(Items drawn from a data source)
···

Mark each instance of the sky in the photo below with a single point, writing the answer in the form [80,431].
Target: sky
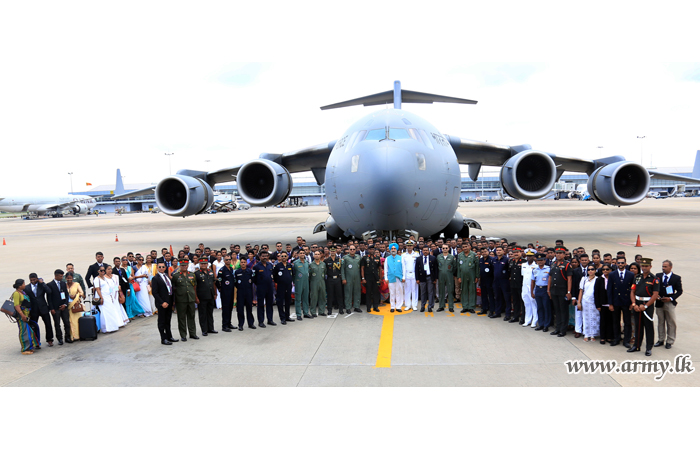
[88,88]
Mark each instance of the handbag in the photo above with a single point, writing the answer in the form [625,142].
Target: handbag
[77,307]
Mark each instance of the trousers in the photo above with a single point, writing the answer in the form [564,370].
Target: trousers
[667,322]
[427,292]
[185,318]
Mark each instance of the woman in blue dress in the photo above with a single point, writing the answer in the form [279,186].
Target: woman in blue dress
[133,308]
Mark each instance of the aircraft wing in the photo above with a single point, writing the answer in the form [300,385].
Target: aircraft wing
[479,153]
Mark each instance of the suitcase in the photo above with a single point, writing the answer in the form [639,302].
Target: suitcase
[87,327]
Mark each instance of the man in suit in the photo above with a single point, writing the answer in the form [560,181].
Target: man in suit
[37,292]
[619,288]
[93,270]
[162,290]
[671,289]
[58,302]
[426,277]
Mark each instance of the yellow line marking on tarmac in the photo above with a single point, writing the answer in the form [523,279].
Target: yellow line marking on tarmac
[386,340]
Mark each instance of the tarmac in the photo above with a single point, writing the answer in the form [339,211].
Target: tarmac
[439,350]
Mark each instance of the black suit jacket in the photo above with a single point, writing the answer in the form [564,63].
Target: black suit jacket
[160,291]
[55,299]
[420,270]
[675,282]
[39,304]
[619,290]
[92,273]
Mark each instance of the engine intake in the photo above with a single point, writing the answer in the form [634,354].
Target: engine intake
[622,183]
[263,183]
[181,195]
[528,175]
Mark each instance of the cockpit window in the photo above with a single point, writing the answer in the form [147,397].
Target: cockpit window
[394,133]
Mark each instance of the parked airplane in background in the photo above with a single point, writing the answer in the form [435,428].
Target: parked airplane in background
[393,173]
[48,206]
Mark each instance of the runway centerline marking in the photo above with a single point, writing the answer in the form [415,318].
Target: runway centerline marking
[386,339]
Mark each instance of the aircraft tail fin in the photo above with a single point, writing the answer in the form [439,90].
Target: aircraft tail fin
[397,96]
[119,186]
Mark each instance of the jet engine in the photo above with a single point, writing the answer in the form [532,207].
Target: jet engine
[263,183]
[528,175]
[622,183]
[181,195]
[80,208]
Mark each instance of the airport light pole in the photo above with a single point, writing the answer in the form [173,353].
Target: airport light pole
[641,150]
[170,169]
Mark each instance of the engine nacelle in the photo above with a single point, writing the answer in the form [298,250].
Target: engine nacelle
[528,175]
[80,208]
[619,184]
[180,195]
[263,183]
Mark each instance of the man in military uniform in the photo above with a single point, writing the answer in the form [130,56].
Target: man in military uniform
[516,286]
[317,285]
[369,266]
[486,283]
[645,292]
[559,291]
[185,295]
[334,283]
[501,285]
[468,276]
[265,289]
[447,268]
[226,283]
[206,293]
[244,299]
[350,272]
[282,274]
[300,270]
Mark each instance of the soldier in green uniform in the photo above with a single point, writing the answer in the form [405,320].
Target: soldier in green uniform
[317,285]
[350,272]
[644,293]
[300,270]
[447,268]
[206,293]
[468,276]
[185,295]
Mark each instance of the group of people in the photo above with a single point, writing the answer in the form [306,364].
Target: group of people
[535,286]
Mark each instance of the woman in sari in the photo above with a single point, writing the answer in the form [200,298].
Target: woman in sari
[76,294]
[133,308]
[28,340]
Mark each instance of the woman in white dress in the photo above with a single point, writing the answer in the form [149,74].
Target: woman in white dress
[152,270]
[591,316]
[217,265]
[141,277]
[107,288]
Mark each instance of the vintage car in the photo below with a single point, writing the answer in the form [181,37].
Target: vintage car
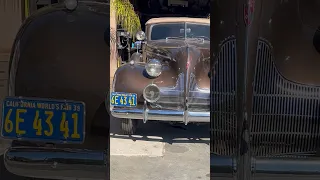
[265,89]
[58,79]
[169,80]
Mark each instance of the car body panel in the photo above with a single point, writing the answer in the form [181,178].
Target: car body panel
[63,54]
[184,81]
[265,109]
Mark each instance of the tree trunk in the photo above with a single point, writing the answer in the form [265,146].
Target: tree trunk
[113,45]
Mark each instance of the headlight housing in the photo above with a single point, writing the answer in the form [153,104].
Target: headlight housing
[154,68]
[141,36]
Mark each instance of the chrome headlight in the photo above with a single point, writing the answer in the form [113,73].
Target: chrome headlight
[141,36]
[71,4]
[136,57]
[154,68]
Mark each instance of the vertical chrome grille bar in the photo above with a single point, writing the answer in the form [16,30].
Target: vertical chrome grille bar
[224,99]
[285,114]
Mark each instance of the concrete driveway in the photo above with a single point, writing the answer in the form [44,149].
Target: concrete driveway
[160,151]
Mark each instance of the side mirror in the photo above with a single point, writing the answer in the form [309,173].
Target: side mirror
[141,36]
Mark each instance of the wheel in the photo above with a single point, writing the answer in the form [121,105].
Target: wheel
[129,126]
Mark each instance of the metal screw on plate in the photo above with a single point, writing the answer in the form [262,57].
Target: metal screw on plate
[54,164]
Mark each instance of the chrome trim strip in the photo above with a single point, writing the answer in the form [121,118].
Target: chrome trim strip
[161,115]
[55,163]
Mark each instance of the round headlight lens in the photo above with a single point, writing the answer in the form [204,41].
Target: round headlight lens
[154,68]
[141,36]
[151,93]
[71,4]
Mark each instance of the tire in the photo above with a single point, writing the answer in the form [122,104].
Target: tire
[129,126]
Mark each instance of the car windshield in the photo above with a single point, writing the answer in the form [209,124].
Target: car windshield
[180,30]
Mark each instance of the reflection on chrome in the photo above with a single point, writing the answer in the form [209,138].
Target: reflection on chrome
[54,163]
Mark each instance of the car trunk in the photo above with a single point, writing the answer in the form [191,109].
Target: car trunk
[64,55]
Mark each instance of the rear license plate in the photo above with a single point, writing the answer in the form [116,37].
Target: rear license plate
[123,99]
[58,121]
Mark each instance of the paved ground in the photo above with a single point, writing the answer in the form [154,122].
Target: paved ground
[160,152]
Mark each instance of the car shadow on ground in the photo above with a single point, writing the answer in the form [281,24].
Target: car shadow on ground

···

STATED PROBLEM:
Reproduce the full listing above verbatim, leaving the pictures out of the output.

TASK RESPONSE:
Mark each instance of the sky in the photo below with a single point, writing the answer in the form [80,431].
Target: sky
[88,88]
Mark each instance of the handbag in the photo above with a single point, writing the answer in the form [625,142].
Target: handbag
[77,307]
Mark each instance of the trousers in the photo above with a single point, writing the answer in the form [564,370].
Target: trousers
[667,322]
[427,292]
[185,318]
Mark each instance of the woman in blue dress in the photo above with a single point, writing the answer in the form [279,186].
Target: woman in blue dress
[133,308]
Mark each instance of the aircraft wing in the photo above with a single point, writing the answer in the form [300,385].
Target: aircraft wing
[479,153]
Mark each instance of the suitcase in the photo above with a single point, writing the answer in the form [639,302].
Target: suitcase
[87,327]
Mark each instance of the man in suit in the photo above with a single point, writing the answer in the form [560,181].
Target: man in suit
[37,292]
[619,288]
[93,270]
[162,290]
[671,289]
[58,302]
[426,277]
Mark each instance of the yellow line marking on tarmac in the photo above with a single point, writing the answer in the form [523,279].
Target: yellow line marking on tarmac
[386,340]
Mark each instance of the tarmac in the photo above with a single point, writing the answer in the form [339,211].
Target: tarmac
[439,350]
Mark each instance of the black suit jacket in the photo above with a single point, writing the answer in the form [564,63].
Target: black suit jacket
[160,291]
[55,299]
[420,270]
[675,282]
[39,304]
[619,290]
[92,273]
Mark each instance of the engine intake in the photo above with a single point, writing the answer in the form [634,354].
Target: engine intake
[622,183]
[263,183]
[181,195]
[528,175]
Mark each instance of the cockpit window in the photo above with a single point, writing the answer in the form [147,397].
Target: cockpit window
[394,133]
Mark each instance of the parked airplane in background in the photo above with a single point, writing the answer in the form [435,428].
Target: parked airplane in background
[393,173]
[48,206]
Mark each instance of the runway centerline marking in the photo above with a single point, writing the answer in the form [415,318].
Target: runway centerline marking
[386,339]
Mark each instance of the aircraft tail fin in the photo above with a single point, writing the answer in the form [439,90].
Target: aircraft tail fin
[397,96]
[119,186]
Mark each instance of the jet engine in the photo above with a single point, writing the answer in the form [532,207].
Target: jet engine
[263,183]
[528,175]
[622,183]
[181,195]
[80,208]
Mark each instance of the airport light pole in the photo above with a single point, writing the answer in the form [173,353].
Target: airport light pole
[641,150]
[170,169]
Mark each instance of the engine nacelle in the photo above with a single point, writing the answer in the form [298,250].
Target: engine nacelle
[528,175]
[80,208]
[619,184]
[180,195]
[263,183]
Mark each instance of the man in military uniform in the photo above with a single point, writing the answer in the form [130,56].
Target: man in military uniform
[516,286]
[317,285]
[369,266]
[486,283]
[645,292]
[559,291]
[185,295]
[334,283]
[501,285]
[468,276]
[265,289]
[447,268]
[226,283]
[206,293]
[244,299]
[350,272]
[282,274]
[300,270]
Mark each instance of the soldier in green uniform in the photo above with a single point, writing the answer in the form [405,320].
Target: soldier in green uniform
[317,285]
[350,272]
[644,293]
[300,270]
[447,268]
[206,293]
[468,276]
[185,295]
Mark each instance of the group of people in the photo above with a single point, writing the answer in the form [306,364].
Target: group of people
[535,286]
Mark each instance of the woman in sari in the photo above with a single point, writing the answer in the form [200,298].
Target: woman in sari
[76,294]
[133,308]
[28,340]
Mark each instance of the woman in white dress in the photo above with a single point, writing the answer in the form [149,74].
Target: woman in white dress
[152,270]
[591,316]
[217,265]
[141,277]
[107,288]
Mark each instance of the vintage car in the photo below with a single point, writing the answer in the form [181,37].
Target: vintage car
[265,89]
[58,79]
[169,80]
Mark each instance of the car body panel in the photo above with a single point, writing the answer in the form [181,178].
Target: car body panel
[63,54]
[184,81]
[265,109]
Mark each instance of the tree trunk in the photo above with a single point, writing the answer in the form [265,146].
Target: tree trunk
[113,45]
Mark each instance of the headlight housing in the photo above with a single point, writing the answer in the form [153,104].
Target: headlight housing
[154,68]
[141,36]
Mark each instance of the chrome headlight in the photo above with a single point, writing the answer in the form [113,73].
Target: chrome headlight
[141,36]
[71,4]
[136,57]
[154,68]
Mark each instance of the vertical chrome grille bar in the photo above with a single point, writing the answer in the form [16,30].
Target: vertical chrome grille bar
[224,99]
[285,114]
Mark each instance of the concrete driveway in the photo above with a single point, writing the answer in the form [44,149].
Target: concrete driveway
[160,151]
Mark each instance of the side mirror in the photo above with a single point, writing the answer in the form [309,173].
Target: side mirror
[141,36]
Mark each instance of the wheel in the photo above with a single point, writing the answer in the form [121,105].
Target: wheel
[129,126]
Mark each instance of the metal screw on plate in the photo above with a single point, writing the answer in the form [262,57].
Target: metal screw on plate
[54,164]
Mark each instance of the chrome trim strip in the photo above with a single point, writing the answer in the form [121,118].
Target: chrome trim strip
[161,115]
[55,163]
Mark each instance of the round headlight lens in the photo above with a single point, writing the answer in the form [204,41].
Target: round headlight lens
[154,68]
[141,36]
[151,93]
[71,4]
Mark each instance of the tire in the photo above with a single point, writing the answer in the form [122,104].
Target: tire
[129,126]
Mark each instance of the car windshield in the photo above with a single point, writing the answer in the form [209,124].
Target: car windshield
[180,30]
Mark each instance of the reflection on chrome in the photo above with a single point, writing the answer in the form [209,138].
Target: reflection on chrome
[54,163]
Mark each instance of the car trunk in the photo above with a single point, writing the answer in the form [191,109].
Target: car trunk
[64,55]
Mark each instance of the rear license plate in the photo above with a single point, writing the answer in the form [116,37].
Target: rear license plate
[123,99]
[58,121]
Mark each instance of the paved ground in the photo above with a single point, writing the answer in the form [154,122].
Target: paved ground
[160,152]
Mark each instance of the car shadow on ground in the photo above with a single point, writing the answer in the form [281,24].
Target: car shadow on ground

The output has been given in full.